> Work to be completed:
Once more, print the records exactly as given.

====

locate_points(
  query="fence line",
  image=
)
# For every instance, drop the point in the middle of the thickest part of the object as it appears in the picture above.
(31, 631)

====

> Output of the exercise:
locate_points(
  query="fence line",
  image=
)
# For every instance, drop the point in the middle of the thickest part of the object as it appears in the picture above.
(31, 631)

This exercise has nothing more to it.